- [Problem A]
Update the listing below by replacing "distant hill" with "far-off ridge" and leaving everything else unchanged. Leave out the picture.

- [Selected excerpt]
The Maestro Has Come To Cleveland!

The Maestro Has Come To Cleveland!

The 19th Cinema Wasteland Convention has come and gone from just outside Cleveland, OH and it was once again a phenomenal show! Highlighted by the Maestro of Italian cannibal films, Ruggero Deodato, and select cast members from the infamous Cannibal Holocaust, the show was not one to miss. Throw in the Ladies of the Evil Dead and I’m in horror heaven!

This show obviously belonged to the Maestro. Friday evening began with a screening of the cannibal classic, followed by a Deodato panel featuring Mr. Deodato, Francesca Ciardi & Carl Gabrial Yorke from Cannibal Holocaust, David Hess from House on the Edge of the Park, and Michael Berryman from Cut and Run.  We were told before the Q&A to come up with some good questions because this panel was being recorded for the eventual Cannibal Holocaust Blu-ray release (which will be available through Grindhouse Releasing-Ed.).

Things started off with the panel being asked about there first meeting or impressions of Deodato.  Carl went first, and he mentioned that he was called about the movie from an agent in New York, and told to drive right over.  After a few questions, they asked him what size his shoes were, then asked him to wait in the waiting room.  He waited for a second individual to be interviewed, then was told he got the part because his feet were the right size.  They then asked him if he was available for 3 weeks, and would work in the Amazon.  He said yes, and boarded a plane.  He still knew nothing of the movie, or his role.

- [Problem B]
In the convention report, why was the audience at the Deodato panel told to prepare good questions before the Q&A?

- [Supplied records]
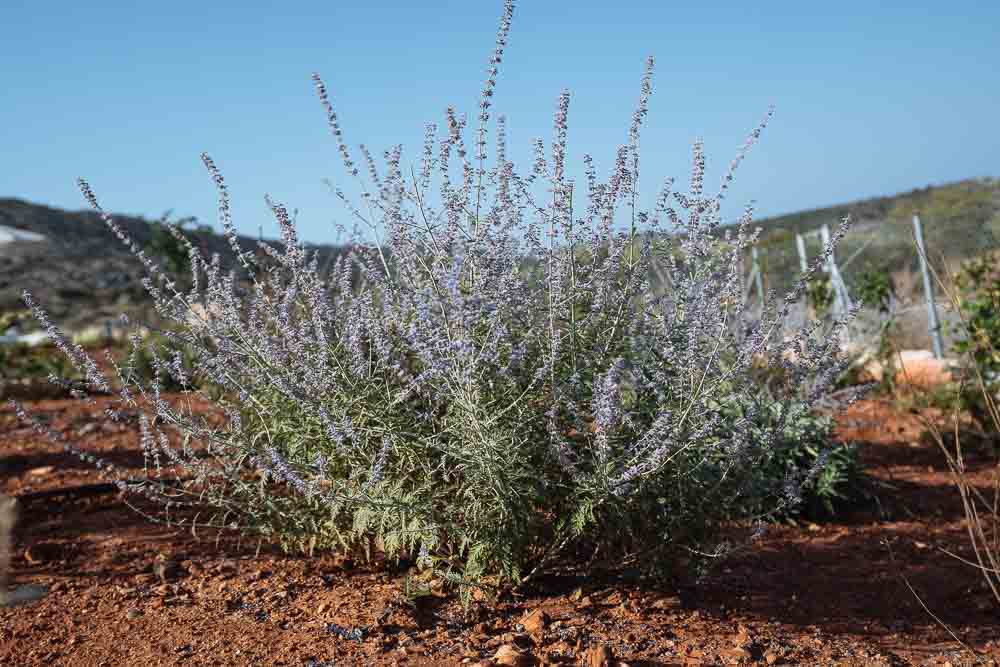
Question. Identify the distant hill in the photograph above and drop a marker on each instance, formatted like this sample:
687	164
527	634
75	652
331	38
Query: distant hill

- [Response A]
Question. Identify the far-off ridge in the photograph above and drop a marker on each instance, formatted like this sample:
687	164
527	634
75	652
331	38
Query: far-off ridge

- [Response B]
The panel was being recorded for the eventual Cannibal Holocaust Blu-ray release, which will be available through Grindhouse Releasing.